> [ENTRIES SUPPLIED]
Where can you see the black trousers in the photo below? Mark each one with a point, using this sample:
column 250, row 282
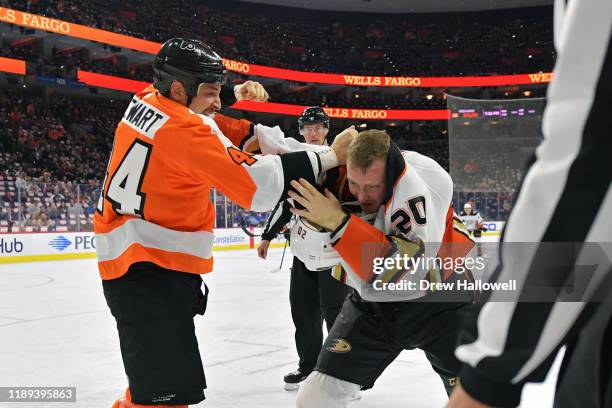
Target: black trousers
column 585, row 377
column 368, row 336
column 154, row 309
column 314, row 296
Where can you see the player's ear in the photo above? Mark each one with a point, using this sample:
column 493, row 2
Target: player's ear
column 177, row 92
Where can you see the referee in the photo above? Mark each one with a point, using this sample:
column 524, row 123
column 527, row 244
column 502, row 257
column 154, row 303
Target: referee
column 565, row 198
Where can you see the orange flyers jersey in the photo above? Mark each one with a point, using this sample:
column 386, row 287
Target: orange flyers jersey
column 417, row 207
column 155, row 205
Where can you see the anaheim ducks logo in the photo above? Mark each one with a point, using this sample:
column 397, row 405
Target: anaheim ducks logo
column 339, row 346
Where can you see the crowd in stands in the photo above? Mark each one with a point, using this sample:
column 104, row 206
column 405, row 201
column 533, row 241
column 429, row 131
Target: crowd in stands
column 54, row 148
column 477, row 43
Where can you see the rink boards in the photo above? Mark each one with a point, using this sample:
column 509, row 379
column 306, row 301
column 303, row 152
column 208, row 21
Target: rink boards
column 46, row 246
column 29, row 247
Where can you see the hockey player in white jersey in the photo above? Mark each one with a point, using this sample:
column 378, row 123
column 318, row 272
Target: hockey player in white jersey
column 474, row 223
column 314, row 295
column 409, row 199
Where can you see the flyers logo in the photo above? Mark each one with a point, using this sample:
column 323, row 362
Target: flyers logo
column 339, row 346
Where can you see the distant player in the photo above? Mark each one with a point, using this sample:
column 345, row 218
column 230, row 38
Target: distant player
column 314, row 294
column 474, row 223
column 405, row 201
column 154, row 219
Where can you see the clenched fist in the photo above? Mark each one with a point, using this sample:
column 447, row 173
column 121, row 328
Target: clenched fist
column 342, row 143
column 251, row 91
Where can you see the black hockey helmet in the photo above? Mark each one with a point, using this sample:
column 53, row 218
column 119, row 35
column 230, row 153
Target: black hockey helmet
column 190, row 62
column 313, row 114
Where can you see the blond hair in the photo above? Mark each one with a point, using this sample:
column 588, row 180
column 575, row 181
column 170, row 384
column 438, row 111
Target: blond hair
column 368, row 147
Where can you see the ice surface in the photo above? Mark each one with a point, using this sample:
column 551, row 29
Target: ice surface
column 56, row 330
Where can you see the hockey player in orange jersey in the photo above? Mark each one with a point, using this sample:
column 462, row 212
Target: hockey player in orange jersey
column 154, row 219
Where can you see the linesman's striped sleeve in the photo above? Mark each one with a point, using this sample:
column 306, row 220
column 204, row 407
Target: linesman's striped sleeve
column 565, row 197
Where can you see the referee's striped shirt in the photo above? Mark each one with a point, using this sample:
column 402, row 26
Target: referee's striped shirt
column 565, row 197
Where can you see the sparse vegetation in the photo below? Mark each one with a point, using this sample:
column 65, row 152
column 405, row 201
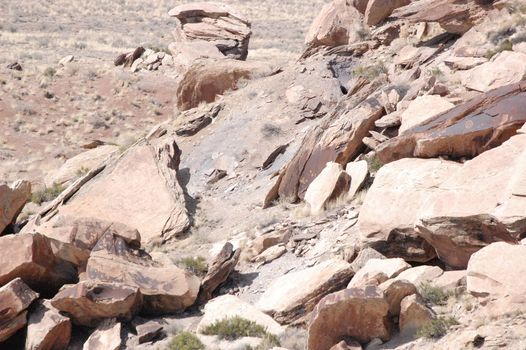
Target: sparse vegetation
column 436, row 328
column 185, row 341
column 434, row 295
column 195, row 264
column 235, row 328
column 47, row 194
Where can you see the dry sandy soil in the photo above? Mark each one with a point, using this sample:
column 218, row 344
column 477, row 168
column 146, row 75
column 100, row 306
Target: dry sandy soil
column 48, row 112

> [INSTRUCTIONS TO FOLLOW]
Please reproduce all of the material above word for word, leaving out the pictures.

> [WRITTEN RESPONSE]
Where can you see the black trousers in the photo below? Mark each one with a point, using this sample:
column 250, row 282
Target: black trousers
column 585, row 377
column 368, row 336
column 154, row 309
column 314, row 296
Where can you see the player's ear in the photo above? Mark each one with a point, using this sample:
column 493, row 2
Target: player's ear
column 177, row 92
Where can you see the referee in the photo above? Mark each one with a point, using this sample:
column 524, row 123
column 527, row 244
column 502, row 257
column 154, row 303
Target: referee
column 565, row 198
Where can you see the orange flyers jersey in the photo above? Mark each one with a point, using this sample:
column 386, row 287
Target: orange flyers jersey
column 417, row 207
column 155, row 205
Where can you see the anaheim ducks logo in the photo above? Mark each one with a point, using this sample:
column 397, row 405
Target: anaheim ducks logo
column 339, row 346
Where can you see the crowd in stands in the photo above? Mark each one with a point, using this sample:
column 104, row 206
column 405, row 201
column 533, row 241
column 429, row 131
Target: crowd in stands
column 54, row 148
column 477, row 43
Where can you see the rink boards in the photo above? Mark each one with a point, using this sample:
column 509, row 379
column 306, row 301
column 303, row 152
column 208, row 21
Target: rink boards
column 46, row 246
column 29, row 247
Where can you see the hockey player in white jersey in the photo above? Mark each one with a point, using this sample:
column 378, row 123
column 318, row 272
Target: hockey player in white jersey
column 474, row 223
column 314, row 295
column 409, row 199
Where can you see the flyers logo in the photo above? Mark each one with a point, using this sample:
column 323, row 362
Target: flyers logo
column 339, row 346
Where can you see the distant player in the photo above? Mark each one with a point, using this sample:
column 345, row 218
column 230, row 38
Target: distant player
column 314, row 294
column 474, row 223
column 405, row 201
column 154, row 219
Where can you see the clenched fist in the photo above? Mark each one with a point, using this sample:
column 447, row 173
column 121, row 328
Target: clenched fist
column 342, row 143
column 251, row 91
Where can you see the black hockey helmet in the photo above? Mark each one with a point, using this sample:
column 53, row 218
column 119, row 35
column 230, row 153
Target: black hockey helmet
column 190, row 62
column 313, row 114
Where can you see the blond hair in the photo above? Mark each one with a point, using this sample:
column 588, row 180
column 575, row 181
column 170, row 384
column 438, row 111
Target: blond hair
column 368, row 147
Where can you see the ice surface in the photo above? Mark each one with a point, using this sample:
column 551, row 29
Target: ice surface
column 56, row 330
Where can you see the hockey player in orange jersey in the photo above? Mark each one with a point, using this sample:
column 462, row 212
Target: hockey player in orange jersey
column 154, row 219
Where can you see the linesman's striped sleeve in the photo above? Mark each one with a point, using this sample:
column 306, row 220
column 204, row 407
Target: linesman's striped sleeve
column 565, row 197
Where can you see the referee's striped shirt in the photo above? Mark each one with a point, using this sample:
column 402, row 26
Target: referee's striped shirt
column 565, row 197
Where can you see the sparse vegetation in the photo below? Mark each one with a point, using this sample:
column 65, row 152
column 405, row 201
Target: sparse vegetation
column 436, row 328
column 185, row 341
column 434, row 295
column 195, row 264
column 235, row 328
column 47, row 194
Where can you see the dry sandy soil in the photo above? Mark each one with a point, using this sample:
column 218, row 344
column 477, row 168
column 146, row 75
column 100, row 306
Target: dry sandy soil
column 48, row 112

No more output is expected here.